**Goal**
Will you extract the entries word for word? Images should not appear in the copy.

**Data entries**
===
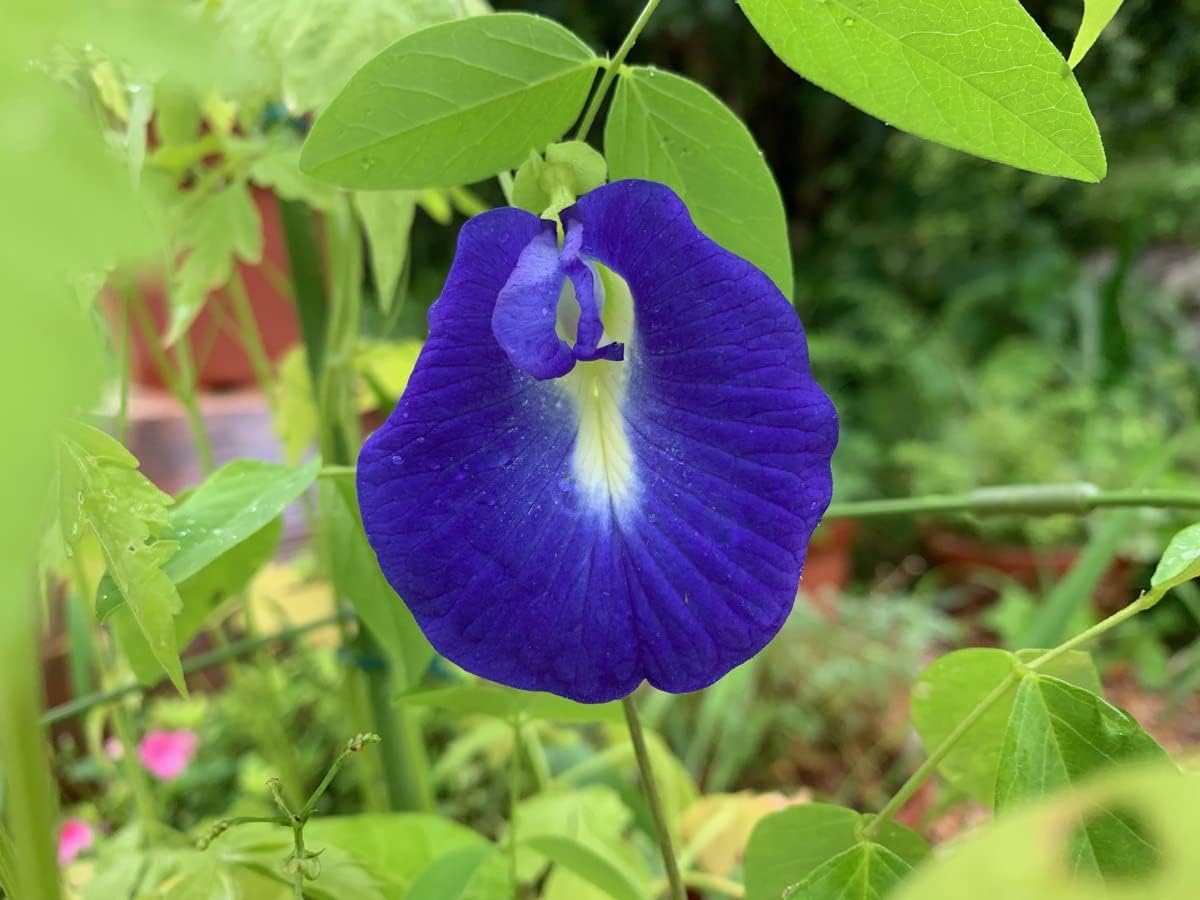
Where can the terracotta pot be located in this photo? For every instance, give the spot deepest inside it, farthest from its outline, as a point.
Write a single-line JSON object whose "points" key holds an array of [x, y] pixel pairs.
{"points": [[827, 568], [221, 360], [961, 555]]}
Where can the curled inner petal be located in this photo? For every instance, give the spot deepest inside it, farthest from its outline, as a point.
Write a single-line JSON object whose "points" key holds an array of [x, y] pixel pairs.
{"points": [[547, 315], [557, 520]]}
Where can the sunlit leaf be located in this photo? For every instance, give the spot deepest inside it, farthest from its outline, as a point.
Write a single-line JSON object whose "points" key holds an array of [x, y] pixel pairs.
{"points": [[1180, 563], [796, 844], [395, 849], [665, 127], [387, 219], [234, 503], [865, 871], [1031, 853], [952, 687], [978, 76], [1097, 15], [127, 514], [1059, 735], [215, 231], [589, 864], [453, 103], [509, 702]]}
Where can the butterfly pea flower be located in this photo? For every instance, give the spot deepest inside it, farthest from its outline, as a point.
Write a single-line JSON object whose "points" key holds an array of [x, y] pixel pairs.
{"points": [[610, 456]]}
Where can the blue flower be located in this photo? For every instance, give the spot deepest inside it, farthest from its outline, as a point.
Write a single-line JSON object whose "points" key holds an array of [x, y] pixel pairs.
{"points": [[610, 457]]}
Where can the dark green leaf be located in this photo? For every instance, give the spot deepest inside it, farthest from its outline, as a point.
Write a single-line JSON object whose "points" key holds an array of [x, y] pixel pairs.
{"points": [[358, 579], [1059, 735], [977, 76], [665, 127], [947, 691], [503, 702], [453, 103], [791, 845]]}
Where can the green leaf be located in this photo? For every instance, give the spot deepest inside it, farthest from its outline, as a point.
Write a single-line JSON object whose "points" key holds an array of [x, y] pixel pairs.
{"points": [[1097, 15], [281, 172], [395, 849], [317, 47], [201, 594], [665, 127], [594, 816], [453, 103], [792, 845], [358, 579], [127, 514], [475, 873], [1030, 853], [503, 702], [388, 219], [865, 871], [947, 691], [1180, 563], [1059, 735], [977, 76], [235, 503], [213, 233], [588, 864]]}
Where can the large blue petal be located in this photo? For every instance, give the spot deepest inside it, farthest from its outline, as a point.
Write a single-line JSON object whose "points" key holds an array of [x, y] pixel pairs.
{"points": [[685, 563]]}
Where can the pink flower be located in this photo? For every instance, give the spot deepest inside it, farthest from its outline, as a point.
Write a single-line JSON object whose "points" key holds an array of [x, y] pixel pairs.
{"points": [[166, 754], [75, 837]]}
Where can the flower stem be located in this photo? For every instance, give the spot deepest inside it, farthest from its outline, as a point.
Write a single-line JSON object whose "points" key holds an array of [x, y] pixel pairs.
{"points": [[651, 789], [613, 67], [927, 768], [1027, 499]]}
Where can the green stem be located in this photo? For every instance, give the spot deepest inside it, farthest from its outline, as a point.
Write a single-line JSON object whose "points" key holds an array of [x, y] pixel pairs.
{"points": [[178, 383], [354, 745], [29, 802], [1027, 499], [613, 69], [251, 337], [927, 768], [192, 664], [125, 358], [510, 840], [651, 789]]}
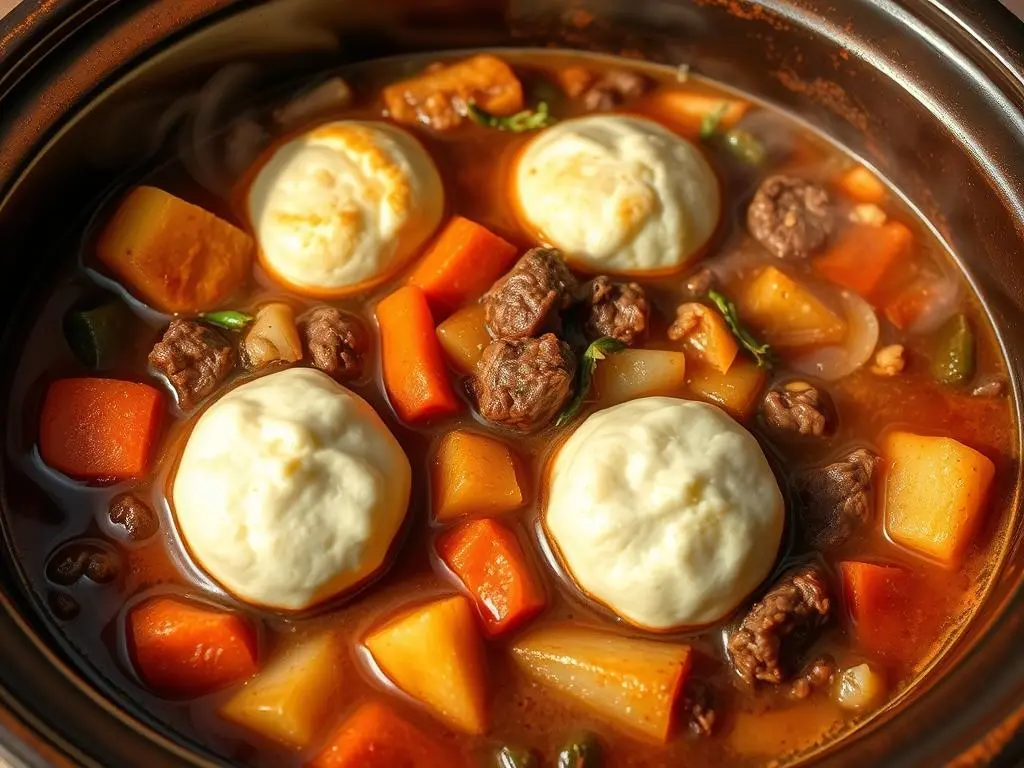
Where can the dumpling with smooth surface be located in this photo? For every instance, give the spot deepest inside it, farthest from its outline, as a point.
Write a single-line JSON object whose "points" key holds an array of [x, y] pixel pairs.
===
**Answer for this exercise**
Where can the terracotta pot be located in this photo? For every instance, give the spot deepest inside it, farthest from its outline, as a point.
Write a single-line JSON object whose "points" key holds an array of [x, y] pixel pairs.
{"points": [[827, 568], [221, 360], [961, 555]]}
Where can the curled inner petal be located in this photo? For every instance, give the spot deepest inside it, farthest from its outline, as a point.
Write a single-line JSON object whose "points" key holds an array of [x, y] pixel pairs.
{"points": [[547, 315], [557, 520]]}
Where can the sunlit leaf be located in this photo? For every instance, give the spot deepest inside it, farthest from its outline, as a point.
Write a single-line JSON object whose "points" key holds an array of [x, y] pixel pairs.
{"points": [[1180, 563], [796, 844], [395, 849], [665, 127], [387, 219], [234, 503], [865, 871], [1031, 853], [952, 687], [978, 76], [1097, 15], [127, 514], [1059, 735], [215, 231], [589, 864], [453, 103], [509, 702]]}
Where can the butterfly pea flower be located in this photo? For every instance, give the spot deepest inside it, farthest from its outline, as a point.
Write a single-line JSON object whose "points" key holds an array of [x, y] pixel pairs.
{"points": [[610, 456]]}
Where can the blue flower be located in this photo? For every instance, give the spot deepest inside it, farthest from its outline, as a point.
Write a single-line JSON object whose "points" key holds an array of [x, y] pixel pairs.
{"points": [[610, 457]]}
Where can the dark green leaf be located in this photo? For every instance, give the spot deepest inside it, farthest from its outline, as a point.
Write a single-line JSON object whose "points" key holds an array of [x, y] pixel pairs.
{"points": [[358, 579], [1059, 735], [977, 76], [665, 127], [947, 691], [503, 702], [453, 103], [791, 845]]}
Where can the green leaf be located in this photo? For every instance, give the spot deepest inside it, farthest from its outline, as a point.
Write a single-line JSON object whose "points" key holds an array of [x, y] pixel pairs.
{"points": [[1097, 15], [281, 172], [395, 849], [317, 47], [201, 594], [665, 127], [594, 816], [453, 103], [792, 845], [358, 579], [127, 514], [475, 873], [1030, 853], [503, 702], [388, 219], [865, 871], [947, 691], [1180, 563], [1059, 735], [977, 76], [235, 503], [213, 233], [588, 864]]}
Where can the large blue petal be located in this photo? For every instance, give the spot deepest inside it, farthest from its outline, as a point.
Write a single-line JSON object whose "points" key holds an array of [x, y] pixel pairs.
{"points": [[685, 563]]}
Where can the pink flower be located in this photo? For every instance, give the spot deepest inside it, farthest from its outline, as a point.
Write a single-line JSON object whose "points" key holds an array of [x, y] pixel pairs.
{"points": [[166, 754], [75, 837]]}
Where can the flower stem be located in this photo? For every instance, give the spot deepest inside it, farthest from its outline, as a point.
Write a single-line JSON object whose "points" key holds an array of [x, y] pixel pairs.
{"points": [[651, 789], [613, 67], [927, 768], [1027, 499]]}
Where can the green stem be located in this photo? For every instance, give the spot deepest inside it, farthest from its outline, as a point.
Write a single-line JSON object whose "points" key holds an array of [x, y] pixel pairs.
{"points": [[178, 383], [354, 745], [29, 802], [1027, 499], [613, 69], [251, 337], [927, 768], [192, 664], [125, 358], [510, 840], [651, 789]]}
Where can the dumpling with smooth surface be located in this photo? For every instance, give the spot deepest inside it, farthest from its outline, as a point.
Write a single-line JSON object whose "points" key holds an array of [x, y] pixel pairs.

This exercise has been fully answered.